▶ _What is required_: From the top of the entries below through the line containing "Return the polygon of every instance of the white", return every line exactly as written, please, and stop there.

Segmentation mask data
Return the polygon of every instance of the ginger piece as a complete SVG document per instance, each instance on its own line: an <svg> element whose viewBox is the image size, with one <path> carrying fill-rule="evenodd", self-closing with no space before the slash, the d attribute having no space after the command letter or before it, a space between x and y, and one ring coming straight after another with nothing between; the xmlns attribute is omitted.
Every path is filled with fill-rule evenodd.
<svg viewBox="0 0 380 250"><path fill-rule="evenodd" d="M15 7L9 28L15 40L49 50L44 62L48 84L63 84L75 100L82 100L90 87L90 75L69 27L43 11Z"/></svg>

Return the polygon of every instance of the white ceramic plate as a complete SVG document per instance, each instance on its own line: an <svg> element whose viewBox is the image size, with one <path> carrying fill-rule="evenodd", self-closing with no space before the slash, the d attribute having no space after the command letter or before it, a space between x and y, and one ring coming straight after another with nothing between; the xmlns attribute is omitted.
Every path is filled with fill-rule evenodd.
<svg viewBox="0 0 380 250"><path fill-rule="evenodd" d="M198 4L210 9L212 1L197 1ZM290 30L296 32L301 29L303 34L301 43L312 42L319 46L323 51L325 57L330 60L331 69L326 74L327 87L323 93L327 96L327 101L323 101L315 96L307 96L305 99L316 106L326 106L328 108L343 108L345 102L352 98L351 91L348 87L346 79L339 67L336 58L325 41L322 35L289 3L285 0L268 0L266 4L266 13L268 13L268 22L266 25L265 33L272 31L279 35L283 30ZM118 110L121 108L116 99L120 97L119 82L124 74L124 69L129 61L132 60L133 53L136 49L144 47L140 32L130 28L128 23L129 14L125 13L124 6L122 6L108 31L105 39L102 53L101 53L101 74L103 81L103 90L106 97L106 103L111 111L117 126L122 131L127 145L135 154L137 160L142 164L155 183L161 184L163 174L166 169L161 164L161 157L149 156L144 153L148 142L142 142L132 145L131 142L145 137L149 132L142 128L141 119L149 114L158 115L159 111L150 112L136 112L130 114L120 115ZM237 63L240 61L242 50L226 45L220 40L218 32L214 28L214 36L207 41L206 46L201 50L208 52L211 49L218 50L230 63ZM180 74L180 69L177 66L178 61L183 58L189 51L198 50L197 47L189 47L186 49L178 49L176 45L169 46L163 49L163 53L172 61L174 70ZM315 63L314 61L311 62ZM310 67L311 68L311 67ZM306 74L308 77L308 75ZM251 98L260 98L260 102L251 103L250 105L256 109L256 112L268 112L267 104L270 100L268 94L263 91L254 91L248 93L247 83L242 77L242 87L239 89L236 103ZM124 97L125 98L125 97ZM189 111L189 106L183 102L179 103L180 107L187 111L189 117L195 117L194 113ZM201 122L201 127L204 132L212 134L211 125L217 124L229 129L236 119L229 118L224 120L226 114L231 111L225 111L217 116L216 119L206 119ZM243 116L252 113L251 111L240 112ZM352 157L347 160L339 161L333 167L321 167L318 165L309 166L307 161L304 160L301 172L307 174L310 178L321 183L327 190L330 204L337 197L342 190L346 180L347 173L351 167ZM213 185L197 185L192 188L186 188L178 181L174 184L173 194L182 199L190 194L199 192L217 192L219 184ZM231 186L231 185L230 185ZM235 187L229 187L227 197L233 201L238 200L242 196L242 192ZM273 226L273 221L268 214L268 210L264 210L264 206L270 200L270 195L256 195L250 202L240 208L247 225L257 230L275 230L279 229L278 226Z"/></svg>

▶ _Response to this task_:
Return the polygon of every instance of the ginger piece as a complete SVG document per instance, each instance on its own line: an <svg> element whose viewBox is the image size, with one <path> carrying fill-rule="evenodd", self-closing with no space before the slash, the d attribute having no space after the command letter or before it, a space between x and y, and one ring coming straight after another with nothing between; the xmlns attribute is omitted.
Every path is filled with fill-rule evenodd.
<svg viewBox="0 0 380 250"><path fill-rule="evenodd" d="M15 7L9 28L15 40L49 50L44 62L48 84L63 84L75 100L82 100L90 87L90 75L69 27L43 11Z"/></svg>

Return the polygon of every instance of the white ceramic plate as a complete SVG document per instance, each instance on its own line: an <svg> element whose viewBox is the image size, with one <path> carrying fill-rule="evenodd", self-closing with no space before the slash, the d attribute having no space after the command letter or before it, a space between x and y, and one ring coming straight after another with nothing between; the xmlns attribute is omitted.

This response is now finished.